Format every line of the data below as a JSON list of strings, one string per line, leaving out blank lines.
---------- Available records
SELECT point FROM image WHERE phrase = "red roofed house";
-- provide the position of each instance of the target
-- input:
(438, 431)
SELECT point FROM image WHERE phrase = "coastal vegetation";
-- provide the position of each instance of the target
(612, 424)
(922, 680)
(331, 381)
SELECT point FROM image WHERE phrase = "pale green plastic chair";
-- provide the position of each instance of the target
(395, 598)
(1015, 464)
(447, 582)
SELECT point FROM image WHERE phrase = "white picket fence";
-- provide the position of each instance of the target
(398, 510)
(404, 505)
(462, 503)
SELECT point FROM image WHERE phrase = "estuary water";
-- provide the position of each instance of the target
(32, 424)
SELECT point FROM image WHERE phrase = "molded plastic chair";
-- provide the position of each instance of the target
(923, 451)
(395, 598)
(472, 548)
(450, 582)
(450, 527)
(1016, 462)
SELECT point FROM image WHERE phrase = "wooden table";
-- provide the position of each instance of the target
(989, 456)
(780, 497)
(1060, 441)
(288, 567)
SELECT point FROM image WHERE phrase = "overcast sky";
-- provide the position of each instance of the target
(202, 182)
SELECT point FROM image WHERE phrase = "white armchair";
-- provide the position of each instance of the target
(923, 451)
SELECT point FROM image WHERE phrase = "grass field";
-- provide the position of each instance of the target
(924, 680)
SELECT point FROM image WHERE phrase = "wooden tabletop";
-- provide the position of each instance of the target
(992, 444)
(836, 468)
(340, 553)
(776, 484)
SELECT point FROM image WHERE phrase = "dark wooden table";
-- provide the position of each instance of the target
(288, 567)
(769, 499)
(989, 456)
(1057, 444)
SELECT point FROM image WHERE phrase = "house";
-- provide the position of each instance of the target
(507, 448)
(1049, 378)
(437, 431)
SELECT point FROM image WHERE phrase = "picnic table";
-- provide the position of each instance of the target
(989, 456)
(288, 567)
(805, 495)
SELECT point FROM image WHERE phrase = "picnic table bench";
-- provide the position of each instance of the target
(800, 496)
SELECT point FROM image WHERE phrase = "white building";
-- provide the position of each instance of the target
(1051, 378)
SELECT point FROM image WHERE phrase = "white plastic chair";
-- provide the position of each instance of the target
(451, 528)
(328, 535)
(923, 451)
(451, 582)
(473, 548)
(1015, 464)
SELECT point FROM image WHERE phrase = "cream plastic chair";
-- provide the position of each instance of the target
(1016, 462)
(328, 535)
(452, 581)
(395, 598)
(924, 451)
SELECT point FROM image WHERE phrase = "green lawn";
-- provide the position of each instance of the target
--------------------
§ **Exercise response**:
[
  "SELECT point FROM image WHERE phrase = \"red roofed house\";",
  "-- provide the position of each instance of the target",
  "-- input:",
  "(438, 431)",
  "SELECT point FROM image WHERE phrase = \"coastal vegetation\";",
  "-- provide the position of each instance of the target",
  "(612, 424)",
  "(922, 680)",
  "(331, 381)",
  "SELECT point FROM image WHERE phrase = \"pale green plastic chair\";",
  "-- provide the position of each instance of the target",
  "(395, 598)",
  "(1015, 464)",
  "(447, 582)",
  "SELECT point FROM image WHERE phrase = \"white picket fence\";",
  "-- provide the position of each instance of the target",
  "(398, 510)",
  "(404, 505)",
  "(462, 503)",
  "SELECT point FROM image WHERE phrase = \"estuary water\";",
  "-- provide the position of each instance of the target",
  "(32, 424)",
  "SELECT point FROM image WHERE phrase = \"molded plastic chair\";",
  "-- provide the position of each instance of the target",
  "(923, 451)",
  "(395, 598)",
  "(472, 548)",
  "(450, 582)",
  "(450, 527)",
  "(1016, 462)",
  "SELECT point FROM image WHERE phrase = \"wooden table\";",
  "-- provide the position of each instance of the target",
  "(989, 456)",
  "(780, 497)",
  "(1060, 441)",
  "(288, 567)",
  "SELECT point FROM image WHERE phrase = \"overcast sky\";",
  "-- provide the position of each instance of the target",
  "(202, 182)",
  "SELECT point FROM image WHERE phrase = \"white armchair\";",
  "-- provide the position of each instance of the target",
  "(923, 451)",
  "SELECT point FROM image WHERE phrase = \"grass field\";",
  "-- provide the position of each instance of the target",
  "(924, 680)",
  "SELECT point FROM image WHERE phrase = \"wooden tabletop\";",
  "-- provide the position of each instance of the target",
  "(992, 444)",
  "(836, 468)",
  "(340, 553)",
  "(776, 484)",
  "SELECT point FROM image WHERE phrase = \"dark wooden table\";",
  "-- provide the position of each instance of the target",
  "(288, 567)",
  "(769, 499)",
  "(989, 456)",
  "(1057, 444)",
  "SELECT point FROM image WHERE phrase = \"house\";",
  "-- provide the position of each instance of the target",
  "(507, 448)",
  "(1049, 378)",
  "(437, 431)",
  "SELECT point FROM image WHERE phrase = \"picnic table\";",
  "-- provide the position of each instance of the target",
  "(989, 456)",
  "(288, 567)",
  "(805, 495)",
  "SELECT point FROM image WHERE phrase = \"picnic table bench\";",
  "-- provide the position of each instance of the target",
  "(800, 496)",
  "SELECT point FROM image WHERE phrase = \"white building\";",
  "-- provide the position of each instance of the target",
  "(1051, 378)",
  "SELECT point FROM image WHERE phrase = \"white plastic chair\";",
  "-- provide the position of each instance of the target",
  "(451, 528)",
  "(328, 535)",
  "(923, 451)",
  "(451, 582)",
  "(473, 548)",
  "(1015, 464)",
  "SELECT point FROM image WHERE phrase = \"cream plastic chair\";",
  "-- provide the position of each instance of the target",
  "(1016, 462)",
  "(328, 535)",
  "(452, 581)",
  "(395, 598)",
  "(924, 451)",
  "SELECT point FROM image WHERE phrase = \"green lawn\";",
  "-- provide the position of each instance of the target"
]